::: DOCUMENT PASSAGE
Apotomis semifasciana, the short-barred grey marble, is a moth of the family Tortricidae. It was first described by the English entomologist Adrian Hardy Haworth in 1811.

==Life cycle==
- Ova
The eggs are laid on willows (Salix species).

- Larva
The larva is green; dorsal and subdorsal lines darker; head and plate of 2 yellowish-green. The larvae feed on the catkins and later the leaves of willows in May and June.

- Pupa
The blackish brown pupa can be found in a silken cocoon, spun between two leaves of the foodpant in June and July.

- Imago
The wingspan is 17–20 mm. The head and thorax are grey. The forewings are grey, closely striated with whitish . The basal patch and a subtriangular central costal blotch are fuscous, black-marked, the apex of blotch truncate, marked with a black dash. The costa posteriorly is fuscous-spotted with a darker black-dotted subterminal mark in middle. The hindwings are grey, darker posteriorly.
 Julius von Kennel provides a full description.

Adults are on wing from July to August, flying from late evening onwards and coming to light and sugar. . During the day they rest in foliage and are not usually easily disturbed.

==Distribution==
It is found in most of Europe, from Ireland to Russia.

==Notes==
1. The flight season refers to Great Britain and Ireland. This may vary in other parts of the range.
::::::
::: MATERIAL PROVIDED
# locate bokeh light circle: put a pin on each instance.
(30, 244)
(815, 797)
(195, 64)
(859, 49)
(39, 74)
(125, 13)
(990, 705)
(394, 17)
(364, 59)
::::::
* _THINGS TO DO_:
- 1) What wingspan does the Apotomis semifasciana passage give for the adult moth?
- 2) Repeat part of the Apotomis semifasciana passage verbatim, beginning at the words "Julius von Kennel" and stopping after "usually easily disturbed.".

* _RESULTS_:
- 1) 17–20 mm

- 2)
Julius von Kennel provides a full description.

Adults are on wing from July to August, flying from late evening onwards and coming to light and sugar. . During the day they rest in foliage and are not usually easily disturbed.